(Entries from a dataset)
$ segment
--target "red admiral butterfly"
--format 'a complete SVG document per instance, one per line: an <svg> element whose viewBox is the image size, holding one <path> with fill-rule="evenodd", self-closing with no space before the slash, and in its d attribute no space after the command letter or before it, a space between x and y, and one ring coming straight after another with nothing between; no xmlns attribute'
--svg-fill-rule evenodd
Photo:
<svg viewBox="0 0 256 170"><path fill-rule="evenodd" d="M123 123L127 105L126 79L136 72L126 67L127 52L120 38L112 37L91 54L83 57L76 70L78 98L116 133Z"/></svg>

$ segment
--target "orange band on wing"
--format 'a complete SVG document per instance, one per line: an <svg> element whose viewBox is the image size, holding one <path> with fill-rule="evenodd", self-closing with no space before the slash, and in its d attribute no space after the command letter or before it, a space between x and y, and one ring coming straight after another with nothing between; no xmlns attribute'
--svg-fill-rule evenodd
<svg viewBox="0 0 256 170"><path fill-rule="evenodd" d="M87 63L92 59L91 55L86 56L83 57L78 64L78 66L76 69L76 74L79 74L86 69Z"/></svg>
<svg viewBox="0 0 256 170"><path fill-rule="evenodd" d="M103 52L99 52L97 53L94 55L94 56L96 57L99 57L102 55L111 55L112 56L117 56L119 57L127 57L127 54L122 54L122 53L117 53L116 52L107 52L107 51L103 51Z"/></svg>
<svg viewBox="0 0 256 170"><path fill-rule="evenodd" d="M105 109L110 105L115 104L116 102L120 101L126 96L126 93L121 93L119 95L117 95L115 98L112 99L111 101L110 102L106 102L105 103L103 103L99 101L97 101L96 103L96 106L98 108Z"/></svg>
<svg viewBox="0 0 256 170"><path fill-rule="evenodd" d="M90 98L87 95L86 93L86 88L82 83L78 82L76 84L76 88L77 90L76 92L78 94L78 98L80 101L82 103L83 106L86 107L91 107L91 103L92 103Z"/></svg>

Exercise details:
Give the lines of the material above as a JSON list of strings, one string per line, with blank lines omitted.

The output:
[
  "$ segment",
  "--target \"red admiral butterfly\"",
  "--format 'a complete SVG document per instance, one per line: an <svg> element whose viewBox is the image size, holding one <path> with fill-rule=\"evenodd\", self-closing with no space before the slash, and in its d attribute no space after the command letter or before it, a space between x and y, and one ring coming straight after another with nothing between; no xmlns attribute'",
  "--svg-fill-rule evenodd",
  "Photo:",
  "<svg viewBox=\"0 0 256 170\"><path fill-rule=\"evenodd\" d=\"M123 123L127 105L126 79L136 72L126 67L127 52L120 38L112 37L91 54L83 57L76 70L78 98L116 133Z\"/></svg>",
  "$ segment",
  "--target \"orange band on wing\"",
  "--format 'a complete SVG document per instance, one per line: an <svg> element whose viewBox is the image size, holding one <path> with fill-rule=\"evenodd\", self-closing with no space before the slash, and in its d attribute no space after the command letter or before it, a space between x and y, and one ring coming straight after another with nothing between; no xmlns attribute'",
  "--svg-fill-rule evenodd",
  "<svg viewBox=\"0 0 256 170\"><path fill-rule=\"evenodd\" d=\"M87 63L92 59L91 55L86 56L83 57L78 64L78 66L76 69L76 74L79 74L86 69Z\"/></svg>",
  "<svg viewBox=\"0 0 256 170\"><path fill-rule=\"evenodd\" d=\"M103 52L99 52L97 53L94 55L94 56L96 57L99 57L102 55L111 55L112 56L117 56L119 57L127 57L127 54L122 54L122 53L117 53L116 52L107 52L107 51L103 51Z\"/></svg>",
  "<svg viewBox=\"0 0 256 170\"><path fill-rule=\"evenodd\" d=\"M105 109L110 105L115 104L116 102L120 101L126 96L126 93L121 93L119 95L117 95L115 98L112 99L111 101L110 102L106 102L105 103L103 103L99 101L97 101L96 103L96 106L98 108Z\"/></svg>",
  "<svg viewBox=\"0 0 256 170\"><path fill-rule=\"evenodd\" d=\"M90 98L87 95L86 93L86 88L82 83L78 82L76 84L76 88L77 90L76 92L78 94L78 98L80 101L82 103L83 106L86 107L91 107L91 103L92 103Z\"/></svg>"
]